INSTRUCTIONS TO FOLLOW: Copy out every line exactly as given.

>> Start EXERCISE INPUTS

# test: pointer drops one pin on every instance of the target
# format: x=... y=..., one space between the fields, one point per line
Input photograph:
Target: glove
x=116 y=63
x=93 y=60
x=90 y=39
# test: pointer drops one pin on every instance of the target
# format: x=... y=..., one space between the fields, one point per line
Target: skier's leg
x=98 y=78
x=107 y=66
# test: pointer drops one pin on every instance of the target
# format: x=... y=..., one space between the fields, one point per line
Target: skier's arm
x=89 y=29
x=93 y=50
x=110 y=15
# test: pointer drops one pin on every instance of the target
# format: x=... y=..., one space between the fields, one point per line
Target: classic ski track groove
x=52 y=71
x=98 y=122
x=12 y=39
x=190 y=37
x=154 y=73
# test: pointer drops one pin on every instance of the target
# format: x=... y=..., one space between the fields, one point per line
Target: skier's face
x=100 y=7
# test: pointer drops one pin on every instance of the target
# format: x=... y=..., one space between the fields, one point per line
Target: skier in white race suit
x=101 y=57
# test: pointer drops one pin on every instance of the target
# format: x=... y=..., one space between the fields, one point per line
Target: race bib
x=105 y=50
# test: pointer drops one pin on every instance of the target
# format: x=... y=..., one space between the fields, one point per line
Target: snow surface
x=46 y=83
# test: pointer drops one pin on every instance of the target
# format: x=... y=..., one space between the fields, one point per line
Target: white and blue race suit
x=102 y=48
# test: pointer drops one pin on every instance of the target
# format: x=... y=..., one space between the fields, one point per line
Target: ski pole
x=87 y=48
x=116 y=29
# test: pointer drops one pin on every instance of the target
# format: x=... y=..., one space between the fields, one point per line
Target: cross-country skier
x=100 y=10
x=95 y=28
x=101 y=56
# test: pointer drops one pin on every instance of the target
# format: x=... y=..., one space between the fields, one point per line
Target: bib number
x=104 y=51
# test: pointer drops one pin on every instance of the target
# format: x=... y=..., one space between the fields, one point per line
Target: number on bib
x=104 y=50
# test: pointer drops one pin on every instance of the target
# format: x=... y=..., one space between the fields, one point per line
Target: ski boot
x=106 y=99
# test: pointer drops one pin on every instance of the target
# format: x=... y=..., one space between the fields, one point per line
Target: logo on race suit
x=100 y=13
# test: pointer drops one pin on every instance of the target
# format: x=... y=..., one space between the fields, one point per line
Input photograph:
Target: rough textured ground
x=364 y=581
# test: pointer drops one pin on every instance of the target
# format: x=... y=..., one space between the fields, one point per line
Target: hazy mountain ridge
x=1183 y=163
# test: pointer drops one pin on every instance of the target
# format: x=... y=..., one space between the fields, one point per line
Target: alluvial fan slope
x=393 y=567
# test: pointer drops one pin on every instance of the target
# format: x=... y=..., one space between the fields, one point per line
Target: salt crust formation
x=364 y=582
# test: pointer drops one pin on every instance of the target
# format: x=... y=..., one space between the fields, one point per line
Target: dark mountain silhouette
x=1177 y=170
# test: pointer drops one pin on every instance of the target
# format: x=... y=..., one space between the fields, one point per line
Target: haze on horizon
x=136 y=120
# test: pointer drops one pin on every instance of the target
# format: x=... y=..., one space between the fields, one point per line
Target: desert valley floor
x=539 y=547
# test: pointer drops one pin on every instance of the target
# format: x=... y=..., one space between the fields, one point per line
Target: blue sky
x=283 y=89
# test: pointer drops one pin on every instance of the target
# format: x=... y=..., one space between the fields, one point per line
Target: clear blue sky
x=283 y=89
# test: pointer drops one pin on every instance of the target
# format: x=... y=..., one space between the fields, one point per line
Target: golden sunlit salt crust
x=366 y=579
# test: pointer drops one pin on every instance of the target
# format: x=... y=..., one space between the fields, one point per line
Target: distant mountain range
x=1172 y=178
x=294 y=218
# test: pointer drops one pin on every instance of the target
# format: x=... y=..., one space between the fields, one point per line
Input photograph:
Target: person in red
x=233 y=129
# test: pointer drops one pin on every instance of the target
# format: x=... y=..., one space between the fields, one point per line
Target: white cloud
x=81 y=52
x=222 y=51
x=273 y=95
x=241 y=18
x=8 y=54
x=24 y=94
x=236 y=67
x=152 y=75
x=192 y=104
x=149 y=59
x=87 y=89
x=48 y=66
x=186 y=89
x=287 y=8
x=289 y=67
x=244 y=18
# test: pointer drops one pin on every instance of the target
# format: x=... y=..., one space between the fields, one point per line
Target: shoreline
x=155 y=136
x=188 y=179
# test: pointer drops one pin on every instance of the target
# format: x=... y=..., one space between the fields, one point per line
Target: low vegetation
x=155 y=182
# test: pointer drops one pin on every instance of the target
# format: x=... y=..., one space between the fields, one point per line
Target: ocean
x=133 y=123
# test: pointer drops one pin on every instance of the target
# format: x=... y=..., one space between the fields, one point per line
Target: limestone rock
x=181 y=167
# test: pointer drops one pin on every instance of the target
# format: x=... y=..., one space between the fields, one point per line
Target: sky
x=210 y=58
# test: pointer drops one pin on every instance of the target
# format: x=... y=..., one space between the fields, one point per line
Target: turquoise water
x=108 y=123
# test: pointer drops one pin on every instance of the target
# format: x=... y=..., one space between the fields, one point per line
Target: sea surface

>> End EXERCISE INPUTS

RESPONSE:
# test: pointer drops one pin on every instance of the target
# format: x=... y=..., one space between the fields, one point per line
Input photograph:
Target: glove
x=116 y=63
x=93 y=60
x=90 y=39
# test: pointer drops one pin on every instance of the target
# format: x=... y=..., one space between the fields, one point per line
Target: skier's leg
x=98 y=78
x=107 y=66
# test: pointer drops one pin on every instance of the target
# format: x=... y=..., one space between the fields, one point per line
Target: skier's arm
x=89 y=29
x=93 y=50
x=110 y=15
# test: pointer drops one pin on every instance of the target
# format: x=... y=..., one space between the fields, one point per line
Target: classic ski track groove
x=52 y=71
x=98 y=122
x=12 y=39
x=190 y=37
x=154 y=73
# test: pointer drops one pin on every instance of the target
# format: x=... y=..., one space between the fields, one point per line
Target: skier's face
x=100 y=7
# test: pointer drops one pin on every instance of the target
# format: x=... y=..., one space between the fields, one point per line
Target: skier in white race suit
x=101 y=57
# test: pointer drops one pin on every instance of the target
# format: x=... y=..., one space between the fields, one point per line
Target: race bib
x=105 y=50
# test: pointer drops one pin on every instance of the target
# format: x=... y=..., one space between the fields, one point per line
Target: snow surface
x=46 y=83
# test: pointer drops one pin on every instance of the target
# format: x=... y=..., one space between the fields, one point per line
Target: white and blue race suit
x=102 y=48
# test: pointer drops one pin on every instance of the target
# format: x=... y=..., one space between the fields, one point per line
Target: ski pole
x=87 y=48
x=116 y=29
# test: pointer drops one pin on every instance of the target
# format: x=... y=..., one space between the fields, one point per line
Target: cross-country skier
x=100 y=10
x=95 y=28
x=101 y=56
# test: pointer drops one pin on every instance of the target
# format: x=... y=..., one space between the fields, one point per line
Target: bib number
x=104 y=51
# test: pointer drops one pin on every instance of the target
# format: x=... y=..., one space between the fields, one point per line
Target: number on bib
x=104 y=50
# test: pointer drops one pin on every instance of the target
# format: x=... y=..., one space between the fields, one point per line
Target: ski boot
x=106 y=99
# test: pointer drops one pin on every instance of the target
# format: x=... y=..., one space between the fields, one point per line
Target: logo on race suit
x=100 y=13
# test: pointer drops one pin on every instance of the target
# format: x=... y=..., one space between the fields, one point per line
Input photograph:
Target: rough textured ground
x=364 y=581
# test: pointer drops one pin on every instance of the target
# format: x=... y=..., one space between the fields, one point per line
Target: hazy mountain ridge
x=1183 y=163
# test: pointer drops one pin on every instance of the target
# format: x=... y=..., one space between the fields, one point per line
Target: alluvial fan slope
x=393 y=567
# test: pointer drops one pin on every instance of the target
# format: x=... y=..., one space between the fields, one point per line
Target: salt crust formation
x=364 y=582
# test: pointer drops one pin on every instance of the target
# format: x=... y=..., one space between the fields, one point per line
Target: dark mountain silhouette
x=1177 y=170
# test: pointer drops one pin on every instance of the target
# format: x=... y=..., one space between the fields, one point per line
Target: haze on horizon
x=136 y=120
# test: pointer drops one pin on every instance of the target
# format: x=... y=..., one space between the fields, one point per line
Target: desert valley floor
x=539 y=547
# test: pointer drops one pin on every instance of the target
# format: x=... y=..., one space between the fields, one point per line
Target: blue sky
x=283 y=89
# test: pointer drops one pin on every instance of the target
# format: x=... y=..., one space between the fields, one point per line
Target: clear blue sky
x=283 y=89
# test: pointer drops one pin on every instance of the target
# format: x=... y=..., one space between the fields, one point per line
Target: golden sunlit salt crust
x=366 y=579
# test: pointer drops one pin on every instance of the target
# format: x=... y=..., one space between the fields, one point per line
Target: distant mountain range
x=1172 y=178
x=294 y=218
# test: pointer drops one pin on every instance of the target
# format: x=... y=..., one space between the fields, one point per line
Input photograph:
Target: person in red
x=233 y=129
# test: pointer drops one pin on every instance of the target
# format: x=... y=..., one space between the fields, one point per line
Target: white cloud
x=81 y=52
x=222 y=51
x=273 y=95
x=241 y=18
x=8 y=54
x=24 y=94
x=236 y=67
x=152 y=75
x=192 y=104
x=149 y=59
x=87 y=89
x=48 y=66
x=186 y=89
x=287 y=8
x=289 y=67
x=244 y=18
# test: pointer drops one pin on every instance of the target
# format: x=... y=..., one space between the fields, one point per line
Target: shoreline
x=155 y=136
x=188 y=179
# test: pointer drops one pin on every instance of the target
# format: x=... y=..., one space between the fields, one point per line
Target: low vegetation
x=155 y=182
# test: pointer drops one pin on every instance of the target
# format: x=... y=..., one space between the fields, one point per line
Target: ocean
x=133 y=123
# test: pointer drops one pin on every instance of the target
# format: x=... y=..., one space between the fields, one point per line
Target: limestone rock
x=181 y=167
# test: pointer drops one pin on every instance of the target
# format: x=... y=..., one space between the fields, one point per line
Target: sky
x=210 y=58
# test: pointer drops one pin on every instance of the target
# format: x=... y=..., one space between the fields, one point per line
Target: turquoise water
x=108 y=123
# test: pointer drops one pin on every instance of the target
# format: x=... y=..., one space between the fields, one point per line
Target: sea surface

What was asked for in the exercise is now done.